Alıştırma A:
Pamuk yetiştiriciliği üzerine olan yazıya göre aileler pamuğu kaç ay boyunca yetiştirir?

Sayfa:
Bölgemizin ve ilimizin en fazla yetiştirdiği ürünlerin başında pamuk yer almaktadır. Bu ürünün yetiştirilmesinin zahmetini ailemden görüyorum. Kardeşlerim, amcazedelerim hep bu ürünü yetiştirmektedir. Ailecek seferber olup 6-7 ay boyunca bir bebeği besler gibi, bir bebeği yetiştirir gibi yetiştirirler. Tarladan eve, evden tarlaya sürekli mekik dokurlar.
Yılın sonunda yani hasat döneminde elde edecekleri ve alınlarının teriyle kazanacakları birkaç kuruşu hayal ederek hayatlarını idame ettirirler. Bu sadece onlar için değil tüm Şanlıurfa’nın bir parçası haline gelmiş desek abartmış sayılmayız.
Pamuk yetiştirmenin riski diğer ürünlere göre çok olduğunu belirtiyorlar çoğu çiftçiler. Allah korusun o kadar emek harcarsınız, mazot ve gübre tüketirsiniz bir hastalıkla bir gecede ürünü kaybedebilirsiniz. Gübre, mazot, ilaç vs. harcamalarını yaptığınızda ailenin o yıllık gıda tüketimine bedelmiş. Olsun diyorlar, pamuğun fiyatı iyi olursa giderlerin borcunu öder, geri kalanla rahat geçiniriz diyorlar.

Alıştırma B:
Girdilerin en başından "[285,232,372,264]" ifadesini içeren satıra kadar her şeyi, iki uç da dahil, istekleriyle birlikte yeniden yaz. Yanıtlardaki sınırlayıcı kutu koordinatlarının her birini 136 birim kaydır ve yalnızca bu bölümü ver.

(Koleksiyon girdileri)
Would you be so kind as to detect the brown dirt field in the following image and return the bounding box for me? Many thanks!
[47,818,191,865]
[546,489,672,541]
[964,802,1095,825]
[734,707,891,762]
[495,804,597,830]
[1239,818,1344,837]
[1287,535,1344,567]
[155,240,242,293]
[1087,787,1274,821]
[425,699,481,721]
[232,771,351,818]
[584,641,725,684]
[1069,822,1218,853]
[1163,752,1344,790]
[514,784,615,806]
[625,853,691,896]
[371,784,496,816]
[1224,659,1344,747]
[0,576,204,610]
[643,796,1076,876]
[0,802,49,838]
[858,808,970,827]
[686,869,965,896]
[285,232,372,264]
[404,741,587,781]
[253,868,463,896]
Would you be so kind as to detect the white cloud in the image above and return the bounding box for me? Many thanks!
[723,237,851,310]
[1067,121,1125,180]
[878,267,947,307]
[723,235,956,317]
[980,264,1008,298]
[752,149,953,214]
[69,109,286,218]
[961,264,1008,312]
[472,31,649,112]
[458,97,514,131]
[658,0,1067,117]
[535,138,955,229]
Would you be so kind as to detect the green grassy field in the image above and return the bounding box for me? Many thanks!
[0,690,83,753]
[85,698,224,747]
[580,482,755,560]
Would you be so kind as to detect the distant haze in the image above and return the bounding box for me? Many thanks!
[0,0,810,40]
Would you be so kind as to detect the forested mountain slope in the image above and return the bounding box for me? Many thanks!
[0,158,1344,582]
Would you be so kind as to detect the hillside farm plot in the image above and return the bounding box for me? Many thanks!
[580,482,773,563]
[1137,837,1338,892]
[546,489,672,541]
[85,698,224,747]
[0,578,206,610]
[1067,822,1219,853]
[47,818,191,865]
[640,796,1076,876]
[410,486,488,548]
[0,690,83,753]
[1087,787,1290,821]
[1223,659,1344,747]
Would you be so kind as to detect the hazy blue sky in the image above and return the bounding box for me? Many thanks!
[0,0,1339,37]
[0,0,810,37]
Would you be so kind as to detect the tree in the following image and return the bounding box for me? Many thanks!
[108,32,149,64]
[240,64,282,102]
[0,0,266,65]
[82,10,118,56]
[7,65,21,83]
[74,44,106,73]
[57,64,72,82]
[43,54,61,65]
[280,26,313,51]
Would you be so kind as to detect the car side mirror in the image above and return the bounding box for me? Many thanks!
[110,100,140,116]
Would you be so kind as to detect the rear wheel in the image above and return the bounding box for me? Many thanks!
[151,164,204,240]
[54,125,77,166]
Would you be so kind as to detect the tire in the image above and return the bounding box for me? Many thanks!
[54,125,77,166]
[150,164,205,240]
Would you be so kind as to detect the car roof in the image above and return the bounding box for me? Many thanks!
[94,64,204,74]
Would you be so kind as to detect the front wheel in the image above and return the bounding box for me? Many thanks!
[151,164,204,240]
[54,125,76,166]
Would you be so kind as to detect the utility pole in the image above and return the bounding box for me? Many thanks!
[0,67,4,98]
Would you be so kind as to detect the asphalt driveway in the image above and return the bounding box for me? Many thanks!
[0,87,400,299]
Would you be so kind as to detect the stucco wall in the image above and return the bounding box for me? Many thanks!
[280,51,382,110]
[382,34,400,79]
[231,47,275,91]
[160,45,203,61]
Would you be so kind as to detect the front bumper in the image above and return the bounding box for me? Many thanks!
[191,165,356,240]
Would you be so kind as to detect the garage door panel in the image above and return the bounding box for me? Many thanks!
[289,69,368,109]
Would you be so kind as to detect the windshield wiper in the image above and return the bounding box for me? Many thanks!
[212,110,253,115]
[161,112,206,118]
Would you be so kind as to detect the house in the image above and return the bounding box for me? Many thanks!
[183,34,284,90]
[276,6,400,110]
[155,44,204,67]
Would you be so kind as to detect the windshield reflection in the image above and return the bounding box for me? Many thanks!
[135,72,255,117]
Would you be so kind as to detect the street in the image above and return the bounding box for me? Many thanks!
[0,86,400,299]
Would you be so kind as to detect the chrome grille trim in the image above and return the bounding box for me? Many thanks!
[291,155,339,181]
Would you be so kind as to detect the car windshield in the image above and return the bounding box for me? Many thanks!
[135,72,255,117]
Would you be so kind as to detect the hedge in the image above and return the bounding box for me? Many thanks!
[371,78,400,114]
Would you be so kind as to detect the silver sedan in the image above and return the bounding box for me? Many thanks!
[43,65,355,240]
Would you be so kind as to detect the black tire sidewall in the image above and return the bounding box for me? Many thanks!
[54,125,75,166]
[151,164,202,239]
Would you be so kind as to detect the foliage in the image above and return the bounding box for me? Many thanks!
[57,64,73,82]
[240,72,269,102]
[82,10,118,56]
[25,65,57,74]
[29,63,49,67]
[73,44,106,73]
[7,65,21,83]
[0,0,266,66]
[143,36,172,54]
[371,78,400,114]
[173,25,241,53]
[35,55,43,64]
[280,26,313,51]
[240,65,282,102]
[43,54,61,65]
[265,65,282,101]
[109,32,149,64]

Tamamlanmış Yanıt A:
6-7 ay boyunca yetiştirirler.

Tamamlanmış Yanıt B:
Would you be so kind as to detect the brown dirt field in the following image and return the bounding box for me? Many thanks!
[183,954,327,1001]
[682,625,808,677]
[1100,938,1231,961]
[870,843,1027,898]
[631,940,733,966]
[1375,954,1480,973]
[1423,671,1480,703]
[291,376,378,429]
[1223,923,1410,957]
[561,835,617,857]
[368,907,487,954]
[720,777,861,820]
[1205,958,1354,989]
[1299,888,1480,926]
[650,920,751,942]
[761,989,827,1032]
[507,920,632,952]
[1360,795,1480,883]
[136,712,340,746]
[779,932,1212,1012]
[136,938,185,974]
[994,944,1106,963]
[822,1005,1101,1032]
[421,368,508,400]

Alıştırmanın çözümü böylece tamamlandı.